> **Text**:
# # # # #

# Are patena's good or bad?



## celbrise (May 13, 2017)

just got a new knife the gesshin ginga white #2 gyuto and it seems to be forming a patena on the top half of the knife. it is a bright reddish color and i am worried that it is a bad thing. i heard patena's are supposed to be good and kept but i am also reading around where people are talking about red patena's and black patena's and how you want it black not red. pretty confused right now. 

my other knife also has a patena but only at the edge and it's really dark red until i sharpen it then it comes off it is blue steel but the inside is carbon i believe. 

any help? should i leave it alone and continue using or should i remove it? if so what is the best way to remove it without damaging the knife. i hear baking soda and scrubbing works if it's light but seen someone mention steel wool with a finer grain or sand paper to scrub it and that seems really damaging for the knives. i am mostly concerned about the safety of the food not the looks of the knife along with the knife keep of course. tried wiping the knife after cutting acidic food constantly but there is only so much i can do when it gets really busy and just need to let it be.


----------



## rick alan (Nov 15, 2012)

I didn't know the Ginga was monosteel. I'm not sure if this red patina is rust or not. Meat gives a blue color, as does some acidic fruits like mango. Lemon peel/lemon oil gives a nice sheen to an existing patina, just wipe it on then rinse it off.

Keep a dry towel and a wet towel at your station so you can occasionally rinse and dry as you work.

Here's how to force a black patina:

http://www.bladeforums.com/threads/get-a-deep-even-black-patina-on-1095-carbon-steel.928315/

Here's even more than you'd care to know about patinas and what they can look like:

http://www.kitchenknifeforums.com/s...is-BLUE!-A-patina-thread?highlight=red+patina

Someone here did some great artwork using mustard, can't find it right now. Basically you just establish an overall patina, then daub on mustard as if you where, making a textured oil painting.

# # # # #

> **Tasks for this exercise**:
[1] Decide whether each statement agrees with the patina thread, and answer yes or no for each, quoting the words of the thread that settle it: (a) the first poster's new knife is forming a patina on the top half of the knife; (b) the first poster is mostly concerned about the looks of the knife; (c) the reply says meat gives a red color.
[2] Pick up the patina thread after its last sentence and continue it.
The items that follow come from a source other than the patina thread.

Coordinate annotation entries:
# # # # #

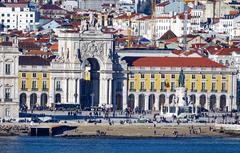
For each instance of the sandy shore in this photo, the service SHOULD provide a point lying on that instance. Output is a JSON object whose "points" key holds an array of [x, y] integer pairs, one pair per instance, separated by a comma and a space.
{"points": [[143, 130]]}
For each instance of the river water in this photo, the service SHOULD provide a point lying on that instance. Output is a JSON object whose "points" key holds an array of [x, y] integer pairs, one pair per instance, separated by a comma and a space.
{"points": [[97, 145]]}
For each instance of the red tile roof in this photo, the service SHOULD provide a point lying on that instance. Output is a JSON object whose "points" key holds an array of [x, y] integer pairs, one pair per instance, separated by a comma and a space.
{"points": [[51, 7], [174, 62], [227, 51]]}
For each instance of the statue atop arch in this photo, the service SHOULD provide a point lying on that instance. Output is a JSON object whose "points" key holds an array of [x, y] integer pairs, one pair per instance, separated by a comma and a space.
{"points": [[181, 79]]}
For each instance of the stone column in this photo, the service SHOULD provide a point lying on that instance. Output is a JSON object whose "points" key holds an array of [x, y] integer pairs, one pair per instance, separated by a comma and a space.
{"points": [[109, 91], [197, 104], [103, 91], [146, 102], [136, 101], [125, 94], [217, 102], [51, 91], [156, 104], [168, 104]]}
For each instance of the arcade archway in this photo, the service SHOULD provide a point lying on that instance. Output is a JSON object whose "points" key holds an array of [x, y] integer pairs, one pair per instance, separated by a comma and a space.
{"points": [[90, 84]]}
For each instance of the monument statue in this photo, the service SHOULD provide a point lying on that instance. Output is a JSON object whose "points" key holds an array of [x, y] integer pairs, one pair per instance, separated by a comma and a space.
{"points": [[93, 20], [181, 79]]}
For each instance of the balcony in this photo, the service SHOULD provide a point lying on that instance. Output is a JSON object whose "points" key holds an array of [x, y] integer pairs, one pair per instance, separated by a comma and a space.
{"points": [[163, 90], [34, 89], [58, 89], [153, 90], [7, 100], [224, 90], [118, 89], [44, 89], [214, 90], [24, 89], [194, 90], [132, 90]]}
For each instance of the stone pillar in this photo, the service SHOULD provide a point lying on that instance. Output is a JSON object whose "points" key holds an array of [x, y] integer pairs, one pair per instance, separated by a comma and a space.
{"points": [[217, 102], [125, 94], [156, 104], [103, 91], [51, 91], [146, 102], [197, 104], [109, 91], [168, 104], [136, 101]]}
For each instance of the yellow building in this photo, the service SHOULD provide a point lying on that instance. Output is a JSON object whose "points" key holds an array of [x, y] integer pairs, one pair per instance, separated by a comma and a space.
{"points": [[33, 82], [152, 82]]}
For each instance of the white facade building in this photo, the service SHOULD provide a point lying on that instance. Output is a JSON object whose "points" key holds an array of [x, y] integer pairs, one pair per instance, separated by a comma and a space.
{"points": [[9, 83], [17, 18]]}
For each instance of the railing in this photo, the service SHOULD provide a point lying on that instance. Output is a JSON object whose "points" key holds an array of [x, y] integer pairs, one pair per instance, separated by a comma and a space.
{"points": [[163, 90], [24, 89], [143, 90], [214, 90], [34, 89], [44, 89], [118, 89], [224, 90], [58, 89], [8, 100], [132, 90], [194, 90], [153, 90]]}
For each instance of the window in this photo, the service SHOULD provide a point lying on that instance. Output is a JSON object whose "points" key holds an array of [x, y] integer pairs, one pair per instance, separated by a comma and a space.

# # # # #

> **In response**:
[1]
(a) Yes: "it seems to be forming a patena on the top half of the knife"
(b) No: "i am mostly concerned about the safety of the food not the looks of the knife"
(c) No: "Meat gives a blue color"

[2]
----------



## foody518 (Aug 6, 2015)

Hard to say without a photo

Yup baking soda and scrub could work
Fine grits of sandpaper like 800-1000+ would also probably take it off just be careful and stay away from the edge. You will see these scratches. Same with finer steel wool
There are also rust erasers, fine grit, for maybe 10-15 bucks online
If it's a really light spot, sometimes, I'll just wipe a bit of medium-fine grit stone slurry from sharpening onto a paper towel or piece of cork and rub that on the spot, then wash and wipe off


----------



## rick alan (Nov 15, 2012)

Oh yeh, the rust removal, along with foody's recs, there is Flitz, Bar Keepers Friend and products like Bon-Ami.  Paper towel is fine or, as the pros seem to prefer, a halved spud (or daikon radish like the Japanese) as your "applicator."


----------



## dave kinogie (Feb 16, 2013)

If you left the knife wet for a long time, even say 5 minutes, there's a chance some of it is actual rust. Although that's not a good thing, no need to panic, as you alluded to and Rick and Foody said, it's really easy to get surface rust of a knife, just don't let it pit.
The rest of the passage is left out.